(Items from a data source)
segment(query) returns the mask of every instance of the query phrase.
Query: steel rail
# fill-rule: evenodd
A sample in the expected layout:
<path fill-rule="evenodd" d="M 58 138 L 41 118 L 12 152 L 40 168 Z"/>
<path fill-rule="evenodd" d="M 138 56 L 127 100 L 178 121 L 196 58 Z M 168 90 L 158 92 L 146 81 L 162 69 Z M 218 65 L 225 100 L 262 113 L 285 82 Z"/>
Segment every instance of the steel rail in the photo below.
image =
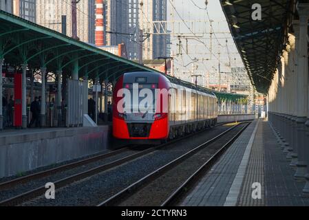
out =
<path fill-rule="evenodd" d="M 190 176 L 178 188 L 177 188 L 160 206 L 171 206 L 175 205 L 182 198 L 182 195 L 188 192 L 193 186 L 200 179 L 200 177 L 206 173 L 213 164 L 217 161 L 220 157 L 225 152 L 227 148 L 237 138 L 249 125 L 249 123 L 242 129 L 232 139 L 220 148 L 203 165 L 202 165 L 191 176 Z"/>
<path fill-rule="evenodd" d="M 171 168 L 173 168 L 174 166 L 177 166 L 178 164 L 183 162 L 186 159 L 190 157 L 191 156 L 194 155 L 195 153 L 197 153 L 200 150 L 204 148 L 207 145 L 209 145 L 210 144 L 213 143 L 217 139 L 222 138 L 225 134 L 228 133 L 231 130 L 233 130 L 235 128 L 236 128 L 237 126 L 238 126 L 239 124 L 242 124 L 244 123 L 249 123 L 249 122 L 239 122 L 239 124 L 237 124 L 233 126 L 233 127 L 228 129 L 228 130 L 221 133 L 220 134 L 219 134 L 216 137 L 211 139 L 210 140 L 208 140 L 206 142 L 204 142 L 202 144 L 200 144 L 198 146 L 194 148 L 193 149 L 191 150 L 190 151 L 183 154 L 180 157 L 178 157 L 178 158 L 175 159 L 174 160 L 171 161 L 171 162 L 168 163 L 167 164 L 165 164 L 163 166 L 161 166 L 160 168 L 156 170 L 155 171 L 148 174 L 147 175 L 145 176 L 142 179 L 140 179 L 138 181 L 136 182 L 135 183 L 131 184 L 126 188 L 125 188 L 122 190 L 115 194 L 114 195 L 113 195 L 112 197 L 106 199 L 103 202 L 99 204 L 97 206 L 114 206 L 115 204 L 118 204 L 122 199 L 124 199 L 125 197 L 129 195 L 132 192 L 139 189 L 141 186 L 145 186 L 145 184 L 148 184 L 149 182 L 151 182 L 152 180 L 156 179 L 157 177 L 160 177 L 162 174 L 164 173 L 166 171 L 167 171 L 167 170 L 170 170 Z"/>
<path fill-rule="evenodd" d="M 33 179 L 36 179 L 38 178 L 47 177 L 51 175 L 53 175 L 56 173 L 69 170 L 75 167 L 78 167 L 80 166 L 83 166 L 87 164 L 92 163 L 95 161 L 98 161 L 102 159 L 110 157 L 111 156 L 116 155 L 118 154 L 120 154 L 121 153 L 123 153 L 125 151 L 127 151 L 129 150 L 128 147 L 125 147 L 119 150 L 114 151 L 111 152 L 108 152 L 106 153 L 95 155 L 91 157 L 88 157 L 86 159 L 83 159 L 77 162 L 72 162 L 67 164 L 64 164 L 60 166 L 57 166 L 55 168 L 52 168 L 48 170 L 40 171 L 38 173 L 34 173 L 28 175 L 25 175 L 23 177 L 18 177 L 16 179 L 13 179 L 11 180 L 8 180 L 6 182 L 3 182 L 0 183 L 0 190 L 4 190 L 8 188 L 12 188 L 16 185 L 23 184 L 27 182 L 32 181 Z"/>
<path fill-rule="evenodd" d="M 226 124 L 226 123 L 219 123 L 219 124 L 216 124 L 215 126 L 220 126 L 220 125 L 224 124 Z M 60 188 L 65 186 L 67 186 L 67 185 L 68 185 L 70 184 L 72 184 L 72 183 L 73 183 L 73 182 L 74 182 L 76 181 L 78 181 L 78 180 L 85 179 L 86 177 L 88 177 L 89 176 L 94 175 L 98 174 L 99 173 L 101 173 L 101 172 L 103 172 L 103 171 L 106 171 L 106 170 L 107 170 L 109 169 L 113 168 L 114 167 L 120 166 L 120 165 L 122 165 L 122 164 L 123 164 L 125 163 L 129 162 L 130 162 L 130 161 L 131 161 L 131 160 L 133 160 L 134 159 L 136 159 L 138 157 L 142 157 L 142 156 L 144 156 L 144 155 L 145 155 L 147 154 L 152 153 L 152 152 L 153 152 L 155 151 L 157 151 L 157 150 L 158 150 L 160 148 L 162 148 L 163 147 L 169 146 L 171 145 L 172 144 L 174 144 L 176 142 L 179 142 L 179 141 L 182 140 L 184 140 L 185 138 L 189 138 L 189 137 L 198 135 L 198 134 L 199 134 L 200 133 L 202 133 L 202 132 L 204 132 L 206 131 L 207 131 L 207 129 L 204 129 L 204 130 L 200 131 L 198 132 L 193 133 L 191 133 L 189 135 L 181 137 L 180 138 L 177 138 L 177 139 L 173 140 L 171 140 L 170 142 L 168 142 L 167 143 L 164 143 L 164 144 L 160 144 L 158 146 L 153 146 L 153 147 L 147 148 L 146 150 L 142 151 L 140 152 L 138 152 L 136 153 L 134 153 L 134 154 L 132 154 L 132 155 L 129 155 L 128 156 L 126 156 L 126 157 L 122 157 L 121 159 L 117 160 L 114 161 L 112 162 L 110 162 L 110 163 L 108 163 L 108 164 L 104 164 L 104 165 L 101 165 L 101 166 L 99 166 L 91 168 L 89 170 L 85 170 L 85 171 L 83 171 L 83 172 L 81 172 L 81 173 L 76 173 L 75 175 L 71 175 L 71 176 L 63 178 L 61 179 L 59 179 L 59 180 L 54 182 L 55 188 Z M 118 151 L 122 151 L 122 149 L 120 149 Z M 87 159 L 86 159 L 86 160 L 87 160 Z M 79 165 L 80 164 L 79 164 Z M 70 165 L 70 164 L 67 164 L 67 165 Z M 63 166 L 64 169 L 65 169 L 65 167 L 66 167 L 67 165 Z M 76 166 L 74 165 L 74 163 L 72 163 L 72 166 L 73 168 Z M 59 168 L 61 168 L 61 167 L 59 167 Z M 54 169 L 56 169 L 56 168 L 56 168 Z M 54 168 L 51 169 L 51 170 L 54 170 Z M 47 173 L 47 171 L 48 170 L 42 171 L 42 173 L 43 173 L 42 174 L 42 175 L 41 177 L 44 176 L 44 175 L 48 175 L 48 173 Z M 29 175 L 29 176 L 33 175 L 34 177 L 40 177 L 40 175 L 41 175 L 40 173 L 34 173 L 34 174 Z M 44 174 L 44 173 L 45 174 Z M 25 179 L 27 179 L 26 178 L 28 176 L 24 177 L 25 177 L 25 181 L 26 181 Z M 31 177 L 30 177 L 31 178 Z M 21 181 L 21 182 L 22 182 L 23 177 L 18 178 L 18 179 L 21 179 L 20 181 Z M 17 180 L 17 179 L 17 179 L 16 180 L 17 182 L 18 182 L 19 181 L 19 180 Z M 3 186 L 9 186 L 10 183 L 9 183 L 9 182 L 6 182 L 6 183 L 3 183 L 2 184 L 3 184 Z M 0 189 L 1 189 L 1 188 L 0 188 Z M 39 196 L 42 195 L 45 190 L 46 190 L 46 188 L 45 188 L 45 186 L 42 186 L 38 187 L 36 188 L 28 190 L 28 191 L 27 191 L 25 192 L 19 194 L 19 195 L 18 195 L 17 196 L 10 197 L 9 199 L 7 199 L 3 200 L 3 201 L 0 201 L 0 206 L 15 206 L 15 205 L 20 204 L 25 201 L 28 201 L 28 200 L 32 199 L 34 198 L 36 198 L 36 197 L 37 197 Z"/>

*What you should do*
Please present every line of the data above as a numbered list, omitting blank lines and the pictures.

*Full solution*
1. segment(query) returns the mask of every instance of the query phrase.
2. Query: steel rail
3. # fill-rule: evenodd
4. A sample in the expected layout:
5. <path fill-rule="evenodd" d="M 58 138 L 41 118 L 12 152 L 40 168 Z"/>
6. <path fill-rule="evenodd" d="M 138 56 L 127 100 L 178 121 L 196 58 Z M 168 90 L 158 92 L 146 81 L 162 69 Z M 218 65 L 225 100 L 262 113 L 285 82 Z"/>
7. Segment every instance of the steel rail in the photo below.
8. image =
9. out =
10. <path fill-rule="evenodd" d="M 190 176 L 178 188 L 177 188 L 160 206 L 171 206 L 175 205 L 182 198 L 182 195 L 188 192 L 193 186 L 200 179 L 200 177 L 206 173 L 213 164 L 217 161 L 220 157 L 225 152 L 227 148 L 237 138 L 249 125 L 249 123 L 242 129 L 232 139 L 220 148 L 203 165 L 202 165 L 191 176 Z"/>
11. <path fill-rule="evenodd" d="M 171 168 L 173 168 L 174 166 L 177 166 L 178 164 L 183 162 L 186 159 L 190 157 L 191 156 L 194 155 L 195 153 L 197 153 L 200 150 L 204 148 L 207 145 L 209 145 L 210 144 L 213 143 L 217 139 L 222 138 L 225 134 L 228 133 L 231 130 L 233 130 L 235 128 L 236 128 L 237 126 L 238 126 L 239 124 L 242 124 L 244 123 L 249 123 L 249 122 L 239 122 L 239 124 L 237 124 L 233 126 L 233 127 L 228 129 L 228 130 L 221 133 L 220 134 L 219 134 L 216 137 L 211 139 L 210 140 L 208 140 L 206 142 L 204 142 L 202 144 L 200 144 L 198 146 L 194 148 L 193 149 L 191 150 L 190 151 L 183 154 L 180 157 L 178 157 L 178 158 L 175 159 L 174 160 L 171 161 L 171 162 L 168 163 L 167 164 L 165 164 L 163 166 L 161 166 L 160 168 L 156 170 L 155 171 L 148 174 L 147 175 L 145 176 L 142 179 L 140 179 L 138 181 L 136 182 L 135 183 L 131 184 L 126 188 L 125 188 L 122 190 L 115 194 L 114 195 L 113 195 L 112 197 L 106 199 L 103 202 L 99 204 L 97 206 L 114 206 L 115 204 L 118 204 L 122 199 L 124 199 L 125 197 L 129 195 L 132 192 L 139 189 L 141 186 L 145 186 L 145 184 L 148 184 L 149 182 L 151 182 L 152 180 L 156 179 L 157 177 L 160 177 L 162 174 L 164 173 L 166 171 L 167 171 L 167 170 L 170 170 Z"/>
12. <path fill-rule="evenodd" d="M 33 179 L 36 179 L 38 178 L 47 177 L 51 175 L 53 175 L 56 173 L 69 170 L 75 167 L 78 167 L 80 166 L 83 166 L 87 164 L 92 163 L 95 161 L 98 161 L 102 159 L 110 157 L 111 156 L 116 155 L 118 154 L 120 154 L 121 153 L 123 153 L 125 151 L 127 151 L 129 150 L 128 147 L 125 147 L 119 150 L 114 151 L 111 152 L 108 152 L 106 153 L 95 155 L 91 157 L 88 157 L 86 159 L 83 159 L 77 162 L 72 162 L 67 164 L 64 164 L 60 166 L 57 166 L 55 168 L 52 168 L 48 170 L 40 171 L 38 173 L 34 173 L 28 175 L 25 175 L 23 177 L 18 177 L 16 179 L 13 179 L 11 180 L 8 180 L 6 182 L 3 182 L 0 183 L 0 190 L 4 190 L 8 188 L 12 188 L 16 185 L 23 184 L 27 182 L 32 181 Z"/>
13. <path fill-rule="evenodd" d="M 226 124 L 226 123 L 219 123 L 219 124 L 216 124 L 215 126 L 220 126 L 220 125 L 224 124 Z M 60 188 L 65 186 L 67 186 L 67 185 L 68 185 L 70 184 L 72 184 L 72 183 L 73 183 L 73 182 L 74 182 L 76 181 L 78 181 L 78 180 L 85 179 L 86 177 L 88 177 L 89 176 L 94 175 L 98 174 L 99 173 L 101 173 L 101 172 L 103 172 L 103 171 L 106 171 L 106 170 L 107 170 L 109 169 L 113 168 L 114 167 L 120 166 L 120 165 L 122 165 L 122 164 L 123 164 L 125 163 L 129 162 L 130 162 L 130 161 L 131 161 L 131 160 L 133 160 L 134 159 L 136 159 L 138 157 L 142 157 L 142 156 L 144 156 L 144 155 L 145 155 L 147 154 L 152 153 L 152 152 L 153 152 L 155 151 L 157 151 L 157 150 L 158 150 L 160 148 L 162 148 L 163 147 L 169 146 L 171 145 L 172 144 L 174 144 L 176 142 L 179 142 L 179 141 L 182 140 L 184 140 L 185 138 L 189 138 L 189 137 L 198 135 L 198 134 L 199 134 L 200 133 L 202 133 L 202 132 L 204 132 L 206 131 L 207 131 L 207 129 L 204 129 L 204 130 L 200 131 L 198 132 L 193 133 L 191 133 L 189 135 L 181 137 L 180 138 L 177 138 L 177 139 L 173 140 L 171 140 L 170 142 L 168 142 L 167 143 L 164 143 L 164 144 L 160 144 L 158 146 L 153 146 L 153 147 L 147 148 L 146 150 L 142 151 L 140 152 L 138 152 L 136 153 L 134 153 L 134 154 L 132 154 L 132 155 L 129 155 L 128 156 L 126 156 L 126 157 L 122 157 L 121 159 L 117 160 L 114 161 L 112 162 L 110 162 L 110 163 L 108 163 L 108 164 L 104 164 L 104 165 L 101 165 L 101 166 L 99 166 L 91 168 L 89 170 L 85 170 L 85 171 L 83 171 L 83 172 L 81 172 L 81 173 L 76 173 L 75 175 L 71 175 L 71 176 L 63 178 L 61 179 L 59 179 L 59 180 L 54 182 L 55 188 Z M 118 151 L 122 151 L 122 149 L 120 149 Z M 87 159 L 86 159 L 86 160 L 87 160 Z M 79 165 L 80 164 L 79 164 Z M 70 165 L 70 164 L 67 164 L 67 165 Z M 63 166 L 64 169 L 65 169 L 65 167 L 66 167 L 67 165 Z M 76 166 L 74 165 L 74 163 L 72 163 L 72 166 L 73 168 Z M 59 168 L 61 168 L 61 167 L 59 167 Z M 54 169 L 56 169 L 56 168 L 56 168 Z M 54 168 L 51 169 L 51 170 L 54 170 Z M 47 173 L 47 171 L 48 170 L 42 171 L 42 173 L 43 173 L 42 174 L 42 175 L 41 177 L 44 176 L 44 175 L 48 175 L 48 173 Z M 29 175 L 29 176 L 33 175 L 34 177 L 40 177 L 40 175 L 41 175 L 40 173 L 34 173 L 34 174 Z M 44 174 L 44 173 L 45 174 Z M 25 179 L 27 179 L 26 178 L 28 176 L 24 177 L 25 177 L 25 181 L 26 181 Z M 31 177 L 30 177 L 31 178 Z M 21 181 L 21 182 L 22 182 L 23 177 L 18 178 L 18 179 L 21 179 L 20 181 Z M 17 180 L 17 179 L 17 179 L 16 180 L 17 182 L 18 182 L 19 181 L 19 180 Z M 3 186 L 9 186 L 10 183 L 9 183 L 9 182 L 6 182 L 6 183 L 3 183 L 2 184 L 3 184 Z M 0 189 L 1 189 L 1 188 L 0 188 Z M 39 196 L 42 195 L 45 190 L 46 190 L 46 188 L 45 188 L 45 186 L 42 186 L 38 187 L 36 188 L 28 190 L 28 191 L 27 191 L 25 192 L 19 194 L 19 195 L 18 195 L 17 196 L 10 197 L 9 199 L 7 199 L 3 200 L 3 201 L 0 201 L 0 206 L 15 206 L 15 205 L 20 204 L 25 201 L 28 201 L 28 200 L 32 199 L 34 198 L 36 198 L 36 197 L 37 197 Z"/>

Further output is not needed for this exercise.